| To do |
Count the lines of the entries that contain the string "target", treating uppercase and lowercase as different, and give only that number.

═══

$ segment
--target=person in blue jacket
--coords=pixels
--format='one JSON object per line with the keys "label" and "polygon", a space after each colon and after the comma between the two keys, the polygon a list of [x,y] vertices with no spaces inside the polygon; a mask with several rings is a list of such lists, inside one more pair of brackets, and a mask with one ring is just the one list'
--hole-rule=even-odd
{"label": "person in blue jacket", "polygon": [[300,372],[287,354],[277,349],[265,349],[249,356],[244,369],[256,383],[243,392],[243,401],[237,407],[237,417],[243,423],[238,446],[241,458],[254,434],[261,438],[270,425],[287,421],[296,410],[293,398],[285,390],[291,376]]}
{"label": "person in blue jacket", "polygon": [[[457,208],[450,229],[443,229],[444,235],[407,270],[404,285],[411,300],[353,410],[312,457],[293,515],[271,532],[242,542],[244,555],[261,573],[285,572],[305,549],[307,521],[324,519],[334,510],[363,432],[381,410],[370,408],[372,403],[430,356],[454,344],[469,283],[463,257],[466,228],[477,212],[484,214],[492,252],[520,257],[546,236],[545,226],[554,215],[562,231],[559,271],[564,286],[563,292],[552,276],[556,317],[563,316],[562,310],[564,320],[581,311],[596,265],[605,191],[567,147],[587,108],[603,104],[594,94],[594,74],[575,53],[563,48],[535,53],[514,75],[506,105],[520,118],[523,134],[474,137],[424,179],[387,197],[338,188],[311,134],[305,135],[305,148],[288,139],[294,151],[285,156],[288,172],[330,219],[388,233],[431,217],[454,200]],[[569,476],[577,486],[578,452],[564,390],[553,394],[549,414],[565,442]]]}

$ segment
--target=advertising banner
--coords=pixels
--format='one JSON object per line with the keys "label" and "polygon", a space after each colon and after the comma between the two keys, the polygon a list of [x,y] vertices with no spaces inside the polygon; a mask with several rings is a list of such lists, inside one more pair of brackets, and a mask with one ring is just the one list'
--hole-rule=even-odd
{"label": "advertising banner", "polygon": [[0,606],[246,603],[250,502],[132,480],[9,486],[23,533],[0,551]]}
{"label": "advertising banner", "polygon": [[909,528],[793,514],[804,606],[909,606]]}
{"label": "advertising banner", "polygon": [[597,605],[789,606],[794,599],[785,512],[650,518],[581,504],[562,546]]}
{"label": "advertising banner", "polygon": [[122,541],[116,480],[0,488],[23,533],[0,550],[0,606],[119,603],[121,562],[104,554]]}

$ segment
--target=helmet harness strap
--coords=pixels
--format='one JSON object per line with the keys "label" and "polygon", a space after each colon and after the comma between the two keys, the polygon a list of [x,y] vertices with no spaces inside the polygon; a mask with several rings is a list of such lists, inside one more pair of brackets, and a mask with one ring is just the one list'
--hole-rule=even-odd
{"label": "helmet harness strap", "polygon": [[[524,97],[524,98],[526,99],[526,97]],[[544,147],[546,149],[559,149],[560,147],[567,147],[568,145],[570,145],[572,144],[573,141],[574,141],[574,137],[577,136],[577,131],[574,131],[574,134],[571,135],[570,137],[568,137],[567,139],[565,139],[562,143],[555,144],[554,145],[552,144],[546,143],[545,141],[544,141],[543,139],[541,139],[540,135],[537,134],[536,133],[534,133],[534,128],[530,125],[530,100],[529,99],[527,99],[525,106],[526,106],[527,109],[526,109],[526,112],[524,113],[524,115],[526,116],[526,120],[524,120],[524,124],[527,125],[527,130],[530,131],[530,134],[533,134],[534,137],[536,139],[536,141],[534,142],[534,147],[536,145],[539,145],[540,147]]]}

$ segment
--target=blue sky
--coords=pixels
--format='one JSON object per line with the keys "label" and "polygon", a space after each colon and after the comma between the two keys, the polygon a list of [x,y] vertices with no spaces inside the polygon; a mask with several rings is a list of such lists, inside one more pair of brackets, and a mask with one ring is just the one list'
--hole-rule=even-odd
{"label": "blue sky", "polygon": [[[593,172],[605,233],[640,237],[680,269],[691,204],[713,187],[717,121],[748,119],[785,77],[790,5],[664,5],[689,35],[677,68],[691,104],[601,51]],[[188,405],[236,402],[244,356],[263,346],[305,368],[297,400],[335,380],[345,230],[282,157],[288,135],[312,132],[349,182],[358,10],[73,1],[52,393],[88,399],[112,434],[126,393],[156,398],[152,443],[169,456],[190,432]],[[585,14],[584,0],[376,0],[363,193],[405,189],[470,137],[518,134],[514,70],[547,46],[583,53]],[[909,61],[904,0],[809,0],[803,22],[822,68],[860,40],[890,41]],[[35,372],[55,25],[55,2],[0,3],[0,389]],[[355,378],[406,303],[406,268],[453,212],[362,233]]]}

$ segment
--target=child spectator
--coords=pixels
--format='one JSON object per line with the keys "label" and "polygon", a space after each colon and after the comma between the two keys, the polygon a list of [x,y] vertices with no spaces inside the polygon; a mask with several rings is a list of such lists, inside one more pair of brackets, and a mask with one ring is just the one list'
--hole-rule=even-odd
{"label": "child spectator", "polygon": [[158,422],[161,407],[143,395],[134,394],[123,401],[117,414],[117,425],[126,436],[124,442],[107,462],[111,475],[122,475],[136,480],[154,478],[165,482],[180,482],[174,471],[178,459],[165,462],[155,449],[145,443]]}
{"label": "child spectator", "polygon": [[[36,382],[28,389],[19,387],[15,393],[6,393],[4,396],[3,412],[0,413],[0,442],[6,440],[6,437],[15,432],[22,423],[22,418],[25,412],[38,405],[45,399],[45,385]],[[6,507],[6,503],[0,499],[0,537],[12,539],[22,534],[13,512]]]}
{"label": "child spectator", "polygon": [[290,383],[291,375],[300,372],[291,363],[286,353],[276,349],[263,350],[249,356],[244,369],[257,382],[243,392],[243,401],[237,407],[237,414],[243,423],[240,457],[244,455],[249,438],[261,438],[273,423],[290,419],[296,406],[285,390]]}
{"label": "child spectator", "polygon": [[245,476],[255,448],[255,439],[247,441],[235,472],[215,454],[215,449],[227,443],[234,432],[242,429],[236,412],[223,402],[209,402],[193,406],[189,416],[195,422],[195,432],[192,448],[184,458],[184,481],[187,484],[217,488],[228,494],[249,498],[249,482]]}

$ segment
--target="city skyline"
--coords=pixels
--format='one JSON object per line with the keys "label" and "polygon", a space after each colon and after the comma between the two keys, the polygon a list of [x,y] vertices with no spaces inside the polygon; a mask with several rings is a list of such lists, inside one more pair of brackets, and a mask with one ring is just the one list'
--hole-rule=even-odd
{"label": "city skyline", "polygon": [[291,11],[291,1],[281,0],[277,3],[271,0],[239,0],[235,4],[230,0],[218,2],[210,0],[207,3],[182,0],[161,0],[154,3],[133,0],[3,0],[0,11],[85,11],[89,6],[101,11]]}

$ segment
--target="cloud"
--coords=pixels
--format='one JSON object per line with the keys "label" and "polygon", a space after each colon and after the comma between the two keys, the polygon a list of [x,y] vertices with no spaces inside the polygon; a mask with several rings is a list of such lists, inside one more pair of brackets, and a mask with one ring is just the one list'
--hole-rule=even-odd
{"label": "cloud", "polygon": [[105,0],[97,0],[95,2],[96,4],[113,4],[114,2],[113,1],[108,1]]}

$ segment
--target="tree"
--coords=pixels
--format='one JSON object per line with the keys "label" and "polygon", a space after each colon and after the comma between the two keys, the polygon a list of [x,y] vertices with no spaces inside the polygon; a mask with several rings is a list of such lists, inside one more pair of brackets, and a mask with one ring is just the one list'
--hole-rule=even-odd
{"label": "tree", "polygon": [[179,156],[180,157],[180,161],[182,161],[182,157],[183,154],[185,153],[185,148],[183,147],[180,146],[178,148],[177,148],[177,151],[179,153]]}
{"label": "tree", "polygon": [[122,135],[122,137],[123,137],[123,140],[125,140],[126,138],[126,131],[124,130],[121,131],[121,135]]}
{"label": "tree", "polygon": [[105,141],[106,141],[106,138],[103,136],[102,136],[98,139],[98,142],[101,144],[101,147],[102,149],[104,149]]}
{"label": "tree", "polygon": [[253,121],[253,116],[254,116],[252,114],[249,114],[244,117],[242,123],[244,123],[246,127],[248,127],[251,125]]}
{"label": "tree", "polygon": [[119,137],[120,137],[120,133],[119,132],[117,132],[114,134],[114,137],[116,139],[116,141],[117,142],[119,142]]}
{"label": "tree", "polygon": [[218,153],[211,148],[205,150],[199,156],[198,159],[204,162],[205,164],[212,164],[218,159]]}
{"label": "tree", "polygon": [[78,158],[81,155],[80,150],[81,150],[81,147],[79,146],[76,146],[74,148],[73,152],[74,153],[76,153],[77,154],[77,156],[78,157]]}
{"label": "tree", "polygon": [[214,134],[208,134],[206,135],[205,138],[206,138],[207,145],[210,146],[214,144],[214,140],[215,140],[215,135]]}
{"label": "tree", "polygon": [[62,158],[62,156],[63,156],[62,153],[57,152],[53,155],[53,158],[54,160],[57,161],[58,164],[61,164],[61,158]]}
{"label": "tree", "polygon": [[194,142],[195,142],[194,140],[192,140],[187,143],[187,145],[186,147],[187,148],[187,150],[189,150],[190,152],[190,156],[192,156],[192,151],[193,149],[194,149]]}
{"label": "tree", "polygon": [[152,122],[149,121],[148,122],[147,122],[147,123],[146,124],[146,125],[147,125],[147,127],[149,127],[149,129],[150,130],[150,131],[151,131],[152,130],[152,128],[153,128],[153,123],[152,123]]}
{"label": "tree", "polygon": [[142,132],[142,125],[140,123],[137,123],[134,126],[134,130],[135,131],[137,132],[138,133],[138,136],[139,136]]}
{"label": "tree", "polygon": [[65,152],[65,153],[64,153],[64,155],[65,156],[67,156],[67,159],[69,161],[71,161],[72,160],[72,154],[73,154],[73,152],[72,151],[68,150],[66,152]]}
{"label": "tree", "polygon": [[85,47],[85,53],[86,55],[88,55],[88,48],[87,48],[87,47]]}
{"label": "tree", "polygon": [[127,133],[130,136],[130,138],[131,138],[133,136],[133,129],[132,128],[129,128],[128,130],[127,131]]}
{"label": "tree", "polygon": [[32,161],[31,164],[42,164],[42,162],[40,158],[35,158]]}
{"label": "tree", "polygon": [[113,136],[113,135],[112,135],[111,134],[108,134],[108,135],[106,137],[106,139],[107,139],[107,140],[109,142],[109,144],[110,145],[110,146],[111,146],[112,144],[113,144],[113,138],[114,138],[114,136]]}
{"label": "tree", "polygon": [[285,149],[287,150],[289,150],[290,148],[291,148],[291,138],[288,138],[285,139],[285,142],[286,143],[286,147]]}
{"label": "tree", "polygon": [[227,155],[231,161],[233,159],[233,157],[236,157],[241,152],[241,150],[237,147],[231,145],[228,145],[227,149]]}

═══

| Result of the exercise |
8